» **TEXT TO READ**
# # # #

# Advise on clear polish



## Bcrary3 (May 19, 2021)

Hello all, 
I'm new to all this, since my sister has gotten me into getting manicures with her, I've started liking the shine from using clear, but we only go about once a month due to my work schedule, what I am looking for on recommendations about what clear polishes to use, I've been trying to do some research and am a bit overwhelmed by the terminology and options. 
I don't mind a high shine or semi matte option, but want to avoid matte... What would be recommended for something that is going to last at least 2 weeks, and can generally be purchased in a store?


Do I want to just look for "clear polish" "base coat" and would I want to use a top coat in addition to a clear base? 
Thanks!


----------



## makeupbyomar (May 19, 2021)

I would try gels. This is a whole other involved category, so best to research it to see if works for your schedule et cetera.


----------



## stackescape (May 24, 2021)

A top coat nail polish is also called a clear nail polish. It basically does like how its name describes it: a topcoat. It seals your polish off and makes your polish not only to dry off easily, but it will also make your nail coating to stay longer without chipping, peeling, and scratching.

If you are looking for a good clear nail polish, try Zoya or Opi


----------



## Masque (May 30, 2022)

Can a topcoat have the same durability even if applied as the only coating?


----------

# # # #

» **MATERIAL**

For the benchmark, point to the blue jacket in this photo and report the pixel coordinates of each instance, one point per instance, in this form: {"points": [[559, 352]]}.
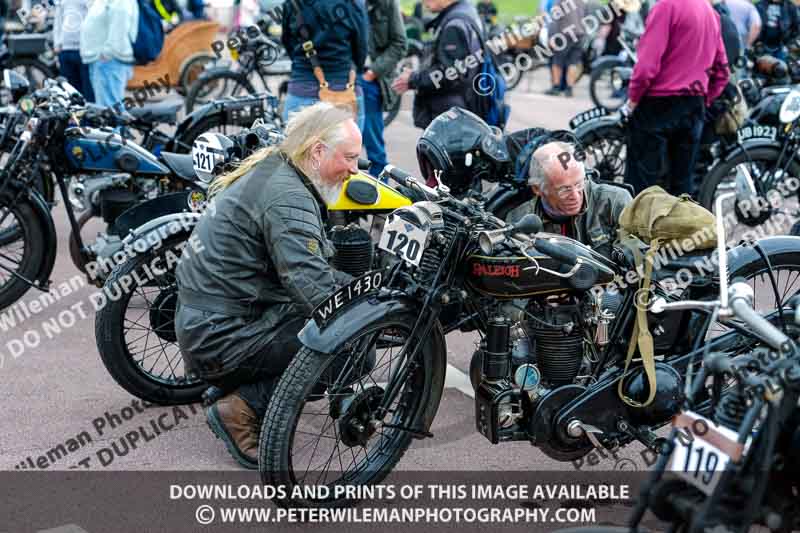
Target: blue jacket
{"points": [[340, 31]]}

# # # #

» **WORK TO COMPLETE**
- A) Quote the stretch of the nail polish thread from "A top coat nail" through "(May 30, 2022)".
- B) List the username of every person who posts in the nail polish thread.
You can do this work without the lines.

» **SOLUTIONS TO THE EXERCISE**
- A)
A top coat nail polish is also called a clear nail polish. It basically does like how its name describes it: a topcoat. It seals your polish off and makes your polish not only to dry off easily, but it will also make your nail coating to stay longer without chipping, peeling, and scratching.

If you are looking for a good clear nail polish, try Zoya or Opi


----------



## Masque (May 30, 2022)

- B) Bcrary3, makeupbyomar, stackescape, Masque